◆ Dataset extracts labeled with boxes:
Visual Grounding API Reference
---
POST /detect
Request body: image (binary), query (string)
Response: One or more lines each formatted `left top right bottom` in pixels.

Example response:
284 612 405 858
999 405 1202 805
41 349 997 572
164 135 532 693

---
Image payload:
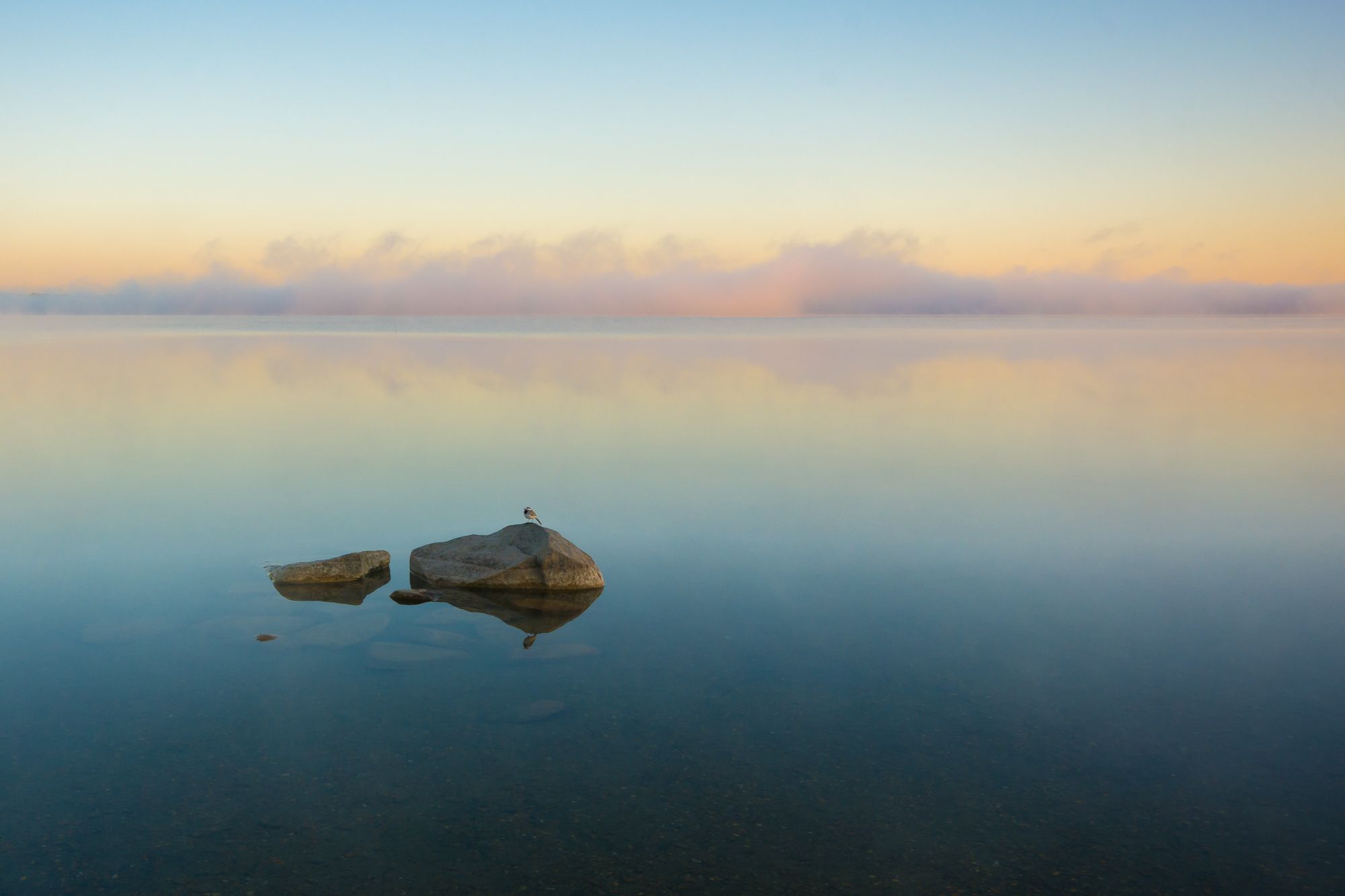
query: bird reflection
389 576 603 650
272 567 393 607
---
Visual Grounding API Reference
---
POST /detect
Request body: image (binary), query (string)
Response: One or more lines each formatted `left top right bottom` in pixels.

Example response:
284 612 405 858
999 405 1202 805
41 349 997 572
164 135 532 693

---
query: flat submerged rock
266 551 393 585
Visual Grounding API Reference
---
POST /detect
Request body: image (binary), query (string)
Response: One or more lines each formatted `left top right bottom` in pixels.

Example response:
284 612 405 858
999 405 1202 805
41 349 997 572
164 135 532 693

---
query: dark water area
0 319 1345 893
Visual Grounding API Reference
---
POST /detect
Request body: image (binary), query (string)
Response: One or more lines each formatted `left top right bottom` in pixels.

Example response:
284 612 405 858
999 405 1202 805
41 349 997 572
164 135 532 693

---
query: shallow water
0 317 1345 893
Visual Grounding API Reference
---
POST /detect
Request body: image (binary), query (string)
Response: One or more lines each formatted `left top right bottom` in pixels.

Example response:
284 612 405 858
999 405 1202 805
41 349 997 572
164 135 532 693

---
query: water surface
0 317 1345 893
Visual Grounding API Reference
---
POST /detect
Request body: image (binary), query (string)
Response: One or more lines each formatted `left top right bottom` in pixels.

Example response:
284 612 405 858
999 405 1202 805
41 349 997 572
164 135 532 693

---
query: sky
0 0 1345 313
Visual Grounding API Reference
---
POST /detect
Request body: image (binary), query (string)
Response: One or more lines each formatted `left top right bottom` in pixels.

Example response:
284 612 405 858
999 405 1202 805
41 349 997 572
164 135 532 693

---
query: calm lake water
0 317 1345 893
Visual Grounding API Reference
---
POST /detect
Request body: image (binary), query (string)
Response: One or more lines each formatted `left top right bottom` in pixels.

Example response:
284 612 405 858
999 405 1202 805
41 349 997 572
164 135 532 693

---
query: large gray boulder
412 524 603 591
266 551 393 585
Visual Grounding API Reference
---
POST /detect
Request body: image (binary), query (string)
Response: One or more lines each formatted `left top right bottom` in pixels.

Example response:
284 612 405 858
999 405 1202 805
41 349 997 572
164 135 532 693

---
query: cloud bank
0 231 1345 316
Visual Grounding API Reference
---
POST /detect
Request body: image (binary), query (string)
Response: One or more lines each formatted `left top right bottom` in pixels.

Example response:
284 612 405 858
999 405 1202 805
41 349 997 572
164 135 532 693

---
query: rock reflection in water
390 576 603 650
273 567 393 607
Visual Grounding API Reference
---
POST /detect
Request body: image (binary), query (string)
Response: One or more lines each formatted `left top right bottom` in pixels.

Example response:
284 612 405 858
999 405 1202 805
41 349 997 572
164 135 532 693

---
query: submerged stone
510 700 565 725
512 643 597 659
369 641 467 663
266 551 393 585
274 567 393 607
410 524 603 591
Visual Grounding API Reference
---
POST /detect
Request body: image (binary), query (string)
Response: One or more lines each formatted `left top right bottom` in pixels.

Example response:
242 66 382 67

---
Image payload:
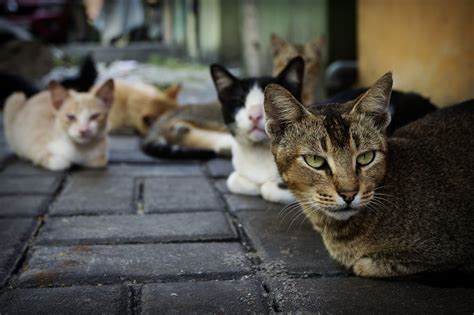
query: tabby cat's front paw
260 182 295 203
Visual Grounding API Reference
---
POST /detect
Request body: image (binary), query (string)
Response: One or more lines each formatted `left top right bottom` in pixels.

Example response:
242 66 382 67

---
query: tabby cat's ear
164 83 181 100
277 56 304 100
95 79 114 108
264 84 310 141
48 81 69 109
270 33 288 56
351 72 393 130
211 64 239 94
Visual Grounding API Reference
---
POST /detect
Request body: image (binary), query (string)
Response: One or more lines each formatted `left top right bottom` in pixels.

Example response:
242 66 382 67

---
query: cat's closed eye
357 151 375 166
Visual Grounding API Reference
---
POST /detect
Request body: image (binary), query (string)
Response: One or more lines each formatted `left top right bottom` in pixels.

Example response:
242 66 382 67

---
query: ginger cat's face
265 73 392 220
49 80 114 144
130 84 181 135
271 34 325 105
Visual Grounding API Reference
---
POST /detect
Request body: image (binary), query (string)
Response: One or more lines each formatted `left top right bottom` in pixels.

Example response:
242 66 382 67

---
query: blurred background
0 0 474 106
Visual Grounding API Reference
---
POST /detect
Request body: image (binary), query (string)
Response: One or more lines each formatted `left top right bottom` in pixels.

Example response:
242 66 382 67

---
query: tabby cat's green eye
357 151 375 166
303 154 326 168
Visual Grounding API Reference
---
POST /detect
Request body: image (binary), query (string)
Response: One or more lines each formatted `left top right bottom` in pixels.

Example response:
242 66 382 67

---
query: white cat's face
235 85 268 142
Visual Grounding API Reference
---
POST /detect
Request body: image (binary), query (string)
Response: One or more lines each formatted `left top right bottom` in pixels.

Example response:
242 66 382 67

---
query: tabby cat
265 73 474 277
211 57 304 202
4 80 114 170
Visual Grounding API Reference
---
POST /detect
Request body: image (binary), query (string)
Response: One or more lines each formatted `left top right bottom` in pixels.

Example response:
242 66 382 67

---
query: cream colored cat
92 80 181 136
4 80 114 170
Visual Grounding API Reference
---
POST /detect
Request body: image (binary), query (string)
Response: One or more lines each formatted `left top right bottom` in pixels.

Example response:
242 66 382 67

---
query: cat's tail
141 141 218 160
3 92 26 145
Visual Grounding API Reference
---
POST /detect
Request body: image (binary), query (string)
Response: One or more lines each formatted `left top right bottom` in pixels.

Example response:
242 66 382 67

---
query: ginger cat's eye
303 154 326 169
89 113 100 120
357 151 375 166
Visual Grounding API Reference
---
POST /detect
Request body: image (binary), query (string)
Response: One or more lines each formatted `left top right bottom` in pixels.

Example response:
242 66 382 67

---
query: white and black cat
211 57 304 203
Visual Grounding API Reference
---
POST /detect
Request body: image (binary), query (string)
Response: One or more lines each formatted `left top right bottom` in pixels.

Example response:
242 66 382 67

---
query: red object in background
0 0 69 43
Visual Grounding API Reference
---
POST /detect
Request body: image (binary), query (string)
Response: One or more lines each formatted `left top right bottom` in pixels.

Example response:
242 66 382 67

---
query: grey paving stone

◆ What you need to do: Return each line from the rows above that contains the string "ginger".

◆ Expected answer:
query: ginger cat's face
query: ginger cat's eye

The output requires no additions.